* TASK PROMPT: Below are the records. Restate word for word every line from the one that contains "box: [293, 145, 325, 156]" through the final line, both included.

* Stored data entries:

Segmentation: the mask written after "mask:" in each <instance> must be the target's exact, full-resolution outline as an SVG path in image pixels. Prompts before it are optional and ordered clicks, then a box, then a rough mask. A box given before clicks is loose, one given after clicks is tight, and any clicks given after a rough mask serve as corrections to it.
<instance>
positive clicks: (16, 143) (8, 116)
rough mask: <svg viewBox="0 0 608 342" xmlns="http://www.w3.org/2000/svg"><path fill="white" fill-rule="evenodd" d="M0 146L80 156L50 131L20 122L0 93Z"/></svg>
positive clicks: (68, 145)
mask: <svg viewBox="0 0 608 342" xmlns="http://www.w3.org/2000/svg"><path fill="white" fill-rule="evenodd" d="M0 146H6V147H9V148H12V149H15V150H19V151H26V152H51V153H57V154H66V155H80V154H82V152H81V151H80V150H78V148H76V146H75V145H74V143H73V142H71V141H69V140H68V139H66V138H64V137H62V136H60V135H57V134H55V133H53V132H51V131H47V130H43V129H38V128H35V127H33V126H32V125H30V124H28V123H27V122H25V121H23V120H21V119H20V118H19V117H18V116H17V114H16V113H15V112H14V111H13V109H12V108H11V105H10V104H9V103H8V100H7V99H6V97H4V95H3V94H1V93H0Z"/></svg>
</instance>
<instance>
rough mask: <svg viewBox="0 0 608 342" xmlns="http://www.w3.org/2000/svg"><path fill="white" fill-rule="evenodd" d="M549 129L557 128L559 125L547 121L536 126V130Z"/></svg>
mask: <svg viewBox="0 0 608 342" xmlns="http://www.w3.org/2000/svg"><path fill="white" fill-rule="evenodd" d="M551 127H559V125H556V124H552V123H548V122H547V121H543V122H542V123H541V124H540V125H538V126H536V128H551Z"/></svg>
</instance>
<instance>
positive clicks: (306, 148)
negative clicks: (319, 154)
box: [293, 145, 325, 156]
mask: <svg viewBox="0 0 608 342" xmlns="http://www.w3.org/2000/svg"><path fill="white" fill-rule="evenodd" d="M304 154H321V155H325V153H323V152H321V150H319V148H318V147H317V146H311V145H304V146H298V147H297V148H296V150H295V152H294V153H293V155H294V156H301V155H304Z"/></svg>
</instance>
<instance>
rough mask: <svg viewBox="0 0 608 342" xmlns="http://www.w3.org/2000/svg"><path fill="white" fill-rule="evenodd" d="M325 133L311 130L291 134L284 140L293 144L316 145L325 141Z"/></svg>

* SOLUTION:
box: [293, 145, 325, 156]
mask: <svg viewBox="0 0 608 342" xmlns="http://www.w3.org/2000/svg"><path fill="white" fill-rule="evenodd" d="M304 154H321V155H325V153H323V152H321V150H319V148H318V147H317V146H311V145H304V146H298V147H297V148H296V150H295V152H294V153H293V155H294V156H301V155H304Z"/></svg>
</instance>
<instance>
rough mask: <svg viewBox="0 0 608 342" xmlns="http://www.w3.org/2000/svg"><path fill="white" fill-rule="evenodd" d="M325 133L311 130L291 134L284 140L293 144L316 145L325 141Z"/></svg>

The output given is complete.